» **Assignment**: From top to bottom, write out the listing exactly.

» **Entries provided**:
= Beginning of Section =
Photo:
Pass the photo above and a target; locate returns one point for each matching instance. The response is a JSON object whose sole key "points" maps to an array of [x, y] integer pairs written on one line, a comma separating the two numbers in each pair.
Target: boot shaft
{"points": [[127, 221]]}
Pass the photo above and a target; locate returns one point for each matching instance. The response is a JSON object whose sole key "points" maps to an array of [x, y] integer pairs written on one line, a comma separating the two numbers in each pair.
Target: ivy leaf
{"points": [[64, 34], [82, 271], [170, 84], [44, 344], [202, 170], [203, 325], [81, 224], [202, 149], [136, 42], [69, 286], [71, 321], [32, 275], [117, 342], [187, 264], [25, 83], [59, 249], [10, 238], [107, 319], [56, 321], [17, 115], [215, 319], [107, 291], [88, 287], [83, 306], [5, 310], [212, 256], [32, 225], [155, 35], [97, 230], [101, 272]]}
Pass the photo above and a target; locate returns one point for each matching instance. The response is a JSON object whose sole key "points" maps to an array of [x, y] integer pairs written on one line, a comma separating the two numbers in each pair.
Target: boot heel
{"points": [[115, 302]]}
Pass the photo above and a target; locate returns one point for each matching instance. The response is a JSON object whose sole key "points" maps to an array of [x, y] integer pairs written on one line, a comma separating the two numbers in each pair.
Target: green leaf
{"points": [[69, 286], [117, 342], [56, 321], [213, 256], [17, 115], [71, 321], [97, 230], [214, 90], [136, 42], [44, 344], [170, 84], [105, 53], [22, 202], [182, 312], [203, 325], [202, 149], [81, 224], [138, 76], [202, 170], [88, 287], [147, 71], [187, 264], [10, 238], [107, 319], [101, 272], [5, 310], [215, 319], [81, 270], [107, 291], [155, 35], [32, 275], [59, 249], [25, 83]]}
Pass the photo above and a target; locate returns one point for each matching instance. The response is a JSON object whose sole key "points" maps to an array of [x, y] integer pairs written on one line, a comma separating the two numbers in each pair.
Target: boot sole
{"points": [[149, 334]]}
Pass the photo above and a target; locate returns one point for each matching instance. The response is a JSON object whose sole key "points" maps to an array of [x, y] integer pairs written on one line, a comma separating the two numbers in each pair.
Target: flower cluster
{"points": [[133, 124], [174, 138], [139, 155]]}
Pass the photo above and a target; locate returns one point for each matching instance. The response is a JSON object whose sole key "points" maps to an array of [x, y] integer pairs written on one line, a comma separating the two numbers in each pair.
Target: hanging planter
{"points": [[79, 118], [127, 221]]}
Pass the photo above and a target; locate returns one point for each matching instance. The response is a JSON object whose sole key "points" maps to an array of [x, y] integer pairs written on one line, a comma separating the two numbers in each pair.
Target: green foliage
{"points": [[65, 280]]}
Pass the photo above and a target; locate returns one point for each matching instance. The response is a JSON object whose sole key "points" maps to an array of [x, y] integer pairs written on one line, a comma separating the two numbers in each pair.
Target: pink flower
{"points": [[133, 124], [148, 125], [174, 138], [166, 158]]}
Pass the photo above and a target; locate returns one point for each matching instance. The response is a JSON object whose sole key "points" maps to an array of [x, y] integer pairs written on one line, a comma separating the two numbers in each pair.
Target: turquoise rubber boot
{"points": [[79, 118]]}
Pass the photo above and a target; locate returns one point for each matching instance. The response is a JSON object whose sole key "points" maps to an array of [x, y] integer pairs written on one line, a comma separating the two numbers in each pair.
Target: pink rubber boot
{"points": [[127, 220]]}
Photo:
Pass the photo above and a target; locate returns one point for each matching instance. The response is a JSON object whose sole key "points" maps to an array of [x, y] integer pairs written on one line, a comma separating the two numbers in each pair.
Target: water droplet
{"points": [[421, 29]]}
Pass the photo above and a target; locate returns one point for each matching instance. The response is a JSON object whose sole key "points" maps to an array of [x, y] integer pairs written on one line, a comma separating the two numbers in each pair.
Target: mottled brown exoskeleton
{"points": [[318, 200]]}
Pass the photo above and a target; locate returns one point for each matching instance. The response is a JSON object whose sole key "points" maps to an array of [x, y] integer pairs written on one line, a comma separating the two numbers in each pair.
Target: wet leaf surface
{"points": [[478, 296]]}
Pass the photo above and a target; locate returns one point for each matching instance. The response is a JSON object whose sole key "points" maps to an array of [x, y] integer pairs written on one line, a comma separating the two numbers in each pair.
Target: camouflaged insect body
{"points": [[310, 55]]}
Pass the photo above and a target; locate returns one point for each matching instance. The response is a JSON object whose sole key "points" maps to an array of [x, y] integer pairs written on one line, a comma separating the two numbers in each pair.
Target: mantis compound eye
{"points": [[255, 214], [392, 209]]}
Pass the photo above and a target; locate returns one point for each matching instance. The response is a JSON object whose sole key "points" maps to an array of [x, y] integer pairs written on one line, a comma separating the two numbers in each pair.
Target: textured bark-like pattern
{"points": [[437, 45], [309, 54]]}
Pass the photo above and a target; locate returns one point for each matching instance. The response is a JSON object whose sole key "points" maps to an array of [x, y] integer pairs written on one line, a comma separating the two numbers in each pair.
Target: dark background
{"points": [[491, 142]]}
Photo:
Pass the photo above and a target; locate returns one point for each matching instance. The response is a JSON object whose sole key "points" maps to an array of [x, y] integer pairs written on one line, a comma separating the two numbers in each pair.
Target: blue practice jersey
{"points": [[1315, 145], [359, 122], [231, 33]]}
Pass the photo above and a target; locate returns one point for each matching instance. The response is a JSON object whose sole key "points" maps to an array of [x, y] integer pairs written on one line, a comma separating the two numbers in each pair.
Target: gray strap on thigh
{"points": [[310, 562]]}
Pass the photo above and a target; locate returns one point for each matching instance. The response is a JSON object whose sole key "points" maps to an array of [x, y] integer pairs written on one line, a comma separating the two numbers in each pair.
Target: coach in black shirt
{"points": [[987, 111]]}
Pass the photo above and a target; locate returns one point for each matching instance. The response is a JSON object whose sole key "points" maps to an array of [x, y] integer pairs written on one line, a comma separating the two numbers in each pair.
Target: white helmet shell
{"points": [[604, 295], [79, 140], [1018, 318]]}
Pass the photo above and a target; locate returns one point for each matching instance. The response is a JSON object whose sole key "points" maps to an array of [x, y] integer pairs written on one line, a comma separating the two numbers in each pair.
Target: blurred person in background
= End of Section =
» **Written response**:
Photo:
Pass the photo above and a target; locate returns one point for each matching instance. The response is a JSON object whose sole key "points" maps to an array of [x, y] integer pairs written on one line, a comma separating the two numbers in each pair.
Target: boot shaft
{"points": [[127, 221]]}
Pass the photo above and a target; locate returns one point for each matching instance. The response is a JSON object whose sole key "points" maps to an array of [x, y] integer pairs written on one line, a comma separating the two numbers in each pair.
Target: ivy leaf
{"points": [[64, 34], [82, 271], [170, 84], [44, 344], [202, 170], [203, 325], [81, 224], [202, 149], [136, 42], [69, 286], [71, 321], [32, 275], [117, 342], [187, 264], [25, 83], [59, 249], [10, 238], [107, 319], [56, 321], [17, 115], [215, 319], [107, 291], [88, 287], [83, 306], [5, 310], [212, 256], [32, 225], [155, 35], [97, 230], [101, 272]]}
Pass the photo above and a target; locate returns one point for each matching instance. The response is a JSON object whose sole key "points" maps to an array of [x, y] integer pairs written on one line, a comma separating the two numbers in each pair.
Target: boot heel
{"points": [[115, 302]]}
Pass the photo above and a target; locate returns one point for each matching instance. The response is a JSON object whose sole key "points" maps to an array of [x, y] integer pairs written on one line, a comma separating the two numbers in each pair.
Target: green leaf
{"points": [[69, 286], [117, 342], [56, 321], [213, 256], [17, 115], [71, 321], [97, 230], [214, 90], [136, 42], [44, 344], [170, 84], [105, 53], [22, 202], [182, 312], [203, 325], [202, 149], [81, 224], [138, 76], [202, 170], [88, 287], [147, 71], [187, 264], [10, 238], [107, 319], [101, 272], [5, 310], [215, 319], [81, 270], [107, 291], [155, 35], [32, 275], [59, 249], [25, 83]]}
Pass the photo above and a target; locate returns one point for each matching instance. The response is a JSON object whose sole key "points" maps to an array of [x, y] integer pairs written on one line, a comma separating the two numbers in each pair.
Target: boot sole
{"points": [[149, 334]]}
Pass the photo above and a target; locate returns one point for each matching instance. The response is a JSON object whose sole key "points" maps to an array of [x, y] integer pairs written on one line, a comma separating the two numbers in each pair.
Target: flower cluster
{"points": [[133, 124], [174, 138], [139, 155]]}
Pass the photo above and a target; locate returns one point for each matching instance. The response is a JSON object whose sole key "points" maps to an array of [x, y] integer pairs written on one line, a comma separating the two numbers in each pair.
Target: hanging planter
{"points": [[79, 118], [127, 221]]}
Pass the photo above and a target; locate returns one point for each matching instance. The response is a JSON object whose sole key "points" maps to an array of [x, y] integer pairs written on one line, a comma separating the two numbers in each pair.
Target: green foliage
{"points": [[65, 280]]}
Pass the photo above and a target; locate returns one point for each matching instance. The response is a JSON object whose sole key "points" maps to an array of [x, y] integer pairs written on one line, a comma separating the two numbers in each pair.
Target: pink flower
{"points": [[133, 124], [148, 125], [174, 138], [166, 158]]}
Pass the photo above and a target; locate returns one point for each matching instance. The response is a JSON object whose sole key "points" maps to an array of [x, y] integer pairs written on one line, a comma separating the two numbers in each pair.
Target: turquoise rubber boot
{"points": [[79, 118]]}
Pass the photo above and a target; locate returns one point for each matching instance. The response is a JSON object whose sole key "points" maps to an array of [x, y] integer pairs written on one line, a comma separating the two numbers in each pair.
Target: pink rubber boot
{"points": [[127, 220]]}
Photo:
Pass the photo above and a target; locate returns one point for each matching instance. The response is a JSON object whose sole key "points" maps to an array of [x, y] integer pairs written on one line, a comma separating the two numbers in each pair.
Target: water droplet
{"points": [[421, 29]]}
Pass the photo above and a target; locate returns one point for each matching instance. The response is a JSON object whose sole key "points" maps to an array of [x, y] integer pairs written on one line, a comma separating the two numbers in each pair.
Target: mottled brown exoskeleton
{"points": [[318, 200]]}
Pass the photo above and a target; locate returns one point for each matching instance. The response is a JSON object whose sole key "points" maps to an array of [x, y] integer pairs written on one line, a comma separating the two numbers in each pair.
Target: wet leaf surface
{"points": [[478, 296]]}
Pass the photo above and a target; locate returns one point for each matching instance. The response is a JSON object whose sole key "points" maps to an array of [x, y] integer pairs written on one line, a comma separating the two numbers in each pair.
Target: camouflaged insect body
{"points": [[310, 55]]}
Pass the photo above and a target; locate returns one point for each matching instance. The response is a JSON object whose sole key "points" maps to an array of [x, y] integer pairs written on one line, a comma separating the two numbers in each pair.
Target: mantis compound eye
{"points": [[255, 214], [392, 209]]}
Pass the photo above and a target; locate returns one point for each matching instance. The response is a JSON object whose sole key "points" maps to an array of [x, y] integer pairs written on one line, a comma separating the two numbers in each pair.
Target: textured bark-like pattern
{"points": [[437, 45], [309, 54]]}
Pass the photo above and a target; locate returns one point for each matching instance. The response is a JSON object whose sole key "points" maps to an array of [x, y] integer pairs written on one line, a comma separating the two numbers in each pair.
Target: dark background
{"points": [[491, 142]]}
Photo:
Pass the photo above and a target; locate returns one point for each matching instance. The response is a JSON object whose sole key "points" maps to an array of [x, y] integer pairs written on one line, a comma separating the two numbers in each pair.
Target: blue practice jersey
{"points": [[1315, 145], [359, 122], [231, 33]]}
Pass the photo above and a target; locate returns one point for each matching instance. The response is a JSON object whose sole key "points" maps to an array of [x, y] integer pairs written on one line, a comma separating the two numbers in each pair.
Target: gray strap on thigh
{"points": [[310, 562]]}
Pass the photo above and a target; locate returns one point for each matching instance. The response is a JSON object whose sole key "points" maps to an array of [x, y] integer pairs written on one line, a comma separating the two numbers in each pair.
Target: coach in black shirt
{"points": [[987, 111]]}
Pass the photo above and a target; locate returns one point for each matching instance. The response is a JSON object whose sole key "points" maps to an array of [x, y] integer pairs written on one line, a comma separating the two numbers in each pair.
Target: white helmet shell
{"points": [[604, 295], [79, 140], [1018, 318]]}
Pass the photo above and a target; locate returns one point for each matching instance. The response is a JSON object whose sole key "points" maps to an array of [x, y] integer pairs written on one line, a comma separating the two numbers in each pair.
Target: blurred person in background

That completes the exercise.